Coordinate annotation records:
>> Begin
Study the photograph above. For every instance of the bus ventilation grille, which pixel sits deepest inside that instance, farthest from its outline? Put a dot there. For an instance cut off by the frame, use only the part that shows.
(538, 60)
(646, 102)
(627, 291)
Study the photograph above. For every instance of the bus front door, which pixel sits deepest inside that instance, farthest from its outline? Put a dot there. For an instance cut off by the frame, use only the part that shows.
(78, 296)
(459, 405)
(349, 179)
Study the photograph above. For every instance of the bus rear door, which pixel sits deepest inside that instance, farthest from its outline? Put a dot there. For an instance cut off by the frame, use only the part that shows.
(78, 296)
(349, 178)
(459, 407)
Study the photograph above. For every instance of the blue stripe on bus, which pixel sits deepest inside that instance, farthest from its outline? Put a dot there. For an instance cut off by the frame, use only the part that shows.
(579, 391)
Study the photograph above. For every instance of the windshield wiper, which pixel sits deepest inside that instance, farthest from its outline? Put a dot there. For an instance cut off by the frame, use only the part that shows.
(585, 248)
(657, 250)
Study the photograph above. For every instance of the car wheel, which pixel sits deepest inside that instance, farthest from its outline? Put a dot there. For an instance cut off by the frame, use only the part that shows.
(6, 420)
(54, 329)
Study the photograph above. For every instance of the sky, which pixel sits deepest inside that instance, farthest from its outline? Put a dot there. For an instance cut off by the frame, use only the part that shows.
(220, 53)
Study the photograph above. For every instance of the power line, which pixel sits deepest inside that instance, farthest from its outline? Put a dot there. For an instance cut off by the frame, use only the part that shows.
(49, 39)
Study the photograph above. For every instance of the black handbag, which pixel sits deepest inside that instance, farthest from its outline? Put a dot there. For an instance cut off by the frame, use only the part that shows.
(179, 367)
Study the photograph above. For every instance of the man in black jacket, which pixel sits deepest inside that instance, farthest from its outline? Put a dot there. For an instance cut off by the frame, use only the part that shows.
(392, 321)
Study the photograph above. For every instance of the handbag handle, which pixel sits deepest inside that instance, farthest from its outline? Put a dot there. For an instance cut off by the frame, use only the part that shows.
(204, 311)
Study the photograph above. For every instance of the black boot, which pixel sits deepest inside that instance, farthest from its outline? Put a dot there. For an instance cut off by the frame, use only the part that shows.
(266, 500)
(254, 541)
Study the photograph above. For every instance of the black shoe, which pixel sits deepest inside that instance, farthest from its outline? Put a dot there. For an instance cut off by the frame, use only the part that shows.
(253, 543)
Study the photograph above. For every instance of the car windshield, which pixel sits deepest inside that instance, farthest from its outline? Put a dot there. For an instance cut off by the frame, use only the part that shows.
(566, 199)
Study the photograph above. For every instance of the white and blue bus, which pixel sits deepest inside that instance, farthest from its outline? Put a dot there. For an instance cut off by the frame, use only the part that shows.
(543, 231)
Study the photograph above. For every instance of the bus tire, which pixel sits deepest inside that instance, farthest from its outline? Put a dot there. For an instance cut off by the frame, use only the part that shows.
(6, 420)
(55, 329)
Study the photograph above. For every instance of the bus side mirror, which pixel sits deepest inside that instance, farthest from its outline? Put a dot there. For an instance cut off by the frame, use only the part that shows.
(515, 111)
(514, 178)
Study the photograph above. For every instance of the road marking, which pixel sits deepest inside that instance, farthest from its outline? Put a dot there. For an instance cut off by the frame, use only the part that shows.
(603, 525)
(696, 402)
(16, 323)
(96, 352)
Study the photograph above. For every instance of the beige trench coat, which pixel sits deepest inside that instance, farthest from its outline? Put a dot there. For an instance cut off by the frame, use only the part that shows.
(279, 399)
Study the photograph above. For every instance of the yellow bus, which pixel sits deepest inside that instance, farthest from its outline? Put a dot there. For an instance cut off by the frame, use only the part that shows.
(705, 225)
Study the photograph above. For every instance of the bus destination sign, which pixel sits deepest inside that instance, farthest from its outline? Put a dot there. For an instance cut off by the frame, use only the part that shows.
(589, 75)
>> End
Work to complete:
Every record above should be output exactly.

Full response:
Study the photograph above. For every instance of the bus ventilation grille, which pixel sits deepest inside that instance, farthest from its outline? Put a dot there. For an instance cut off by the frame, use only the part that shows.
(538, 60)
(646, 102)
(627, 291)
Study the photograph above. For every instance of the bus front door, which pixel sits deepest inside that instance, farthest from its outline? Put a dot there. For an instance cut off by the frame, use only the part that shows.
(78, 296)
(459, 405)
(349, 179)
Study the photograph above. For every instance of the bus rear door, which pixel sits deepest inside that instance, farthest from its outline? Put a dot there. For an instance cut off by the frame, use only the part that shows.
(78, 296)
(349, 178)
(459, 407)
Study the photograph above. For every instance of the blue stripe on bus, which pixel sits deepest inside that instance, farthest from its outline? Put a dot there. For an instance cut off by the frame, use only the part that shows.
(579, 391)
Study the photograph above. For every instance of the windshield wiper, which pixel sits deepest inside that instance, farthest from its outline? Put a dot there. For an instance cut off by the frame, use only the part that shows.
(585, 248)
(657, 250)
Study the photograph above. For every instance of the car wheel, which pixel sits deepest inside that instance, farthest from its outline? Put a dot there. For an instance cut off by the frame, use only the part that shows.
(6, 420)
(54, 329)
Study the photograph above. For every instance of the sky, which pixel sits deepest inside that instance, farthest from its outline? Put a dot there. For an instance cut off by the frame, use only the part that shows.
(220, 53)
Study the photograph above. For every instance of the power line, which pixel sits deepest inside that instance, farthest from its outline? Put a dot there. For an instance cut off by the frame, use only the part that shows.
(49, 39)
Study the photograph above. For every instance of the black handbag, which pixel sits deepest inside that instance, farthest from its outline? Put a dot there. For an instance cut off by the frame, use only the part that shows.
(179, 367)
Study the photograph above. For every instance of the man in black jacket, which pixel sits deepest inside that instance, farthest from its outline? Put a dot there. For an instance cut off by the frame, use only the part that shows.
(392, 321)
Study the photograph above. For every instance of the handbag handle, which pixel sits deepest inside that instance, farthest from its outline? Put a dot there. For an instance cut off by the frame, use only the part that shows.
(204, 311)
Study the photograph above. For every instance of the black boot, which pixel sits deepest inside that instance, farthest from its outline? Put a dot there. For an instance cut off by the frame, use only the part that shows.
(266, 500)
(254, 541)
Study the photograph above. For every instance of the black shoe, which pixel sits deepest inside that instance, farthest from its outline? Put a dot there. For an instance cut off by the frame, use only the part that shows.
(253, 543)
Study the photograph above. For every instance of the car windshield, which pixel sits deepest inside that instance, farthest from its outline? Put a dot there. For an instance cut off by the frame, use only the part that shows.
(566, 199)
Study the photograph above. For every instance of the white and blue bus, which pixel sits deepest inside that instance, farthest from its outline? Put a dot there. For an instance cut off by the frame, use only the part that shows.
(543, 231)
Study the photograph above. For every instance of the bus tire, which pixel sits deepest inside that instance, farthest from its outline? Put a dot there. For an instance cut off by the frame, use only the part that shows.
(6, 420)
(55, 329)
Study the photograph above. For every instance of the bus side mirror, which pixel sits deepest inside that instance, farthest from its outline? Put a dot there. For an instance cut off by the frame, use only the part that shows.
(515, 111)
(514, 178)
Study the photograph above. For every instance of the road marking, which pixel sits deepest inside that instance, farthest from its outline? Put a dot there. For an instance cut off by the frame, use only the part that shows.
(603, 525)
(696, 402)
(16, 323)
(96, 352)
Study the photograph above. For every instance of the beige trench coat, which pixel sits deepest inside that instance, farthest from its outline? Put a dot there. For an instance cut off by the frame, use only the part that shows.
(279, 399)
Study the photograph above. For every instance of the yellow bus, which pixel sits deepest inside that instance, farthest from its outline? Put a dot there. For an instance cut off by the frame, use only the part that shows.
(705, 225)
Study the photograph above. For every instance of the bus destination sign, which pixel sits deepest inside that instance, farthest from its outline? Put a dot there. For an instance cut off by the frame, use only the part that shows.
(589, 75)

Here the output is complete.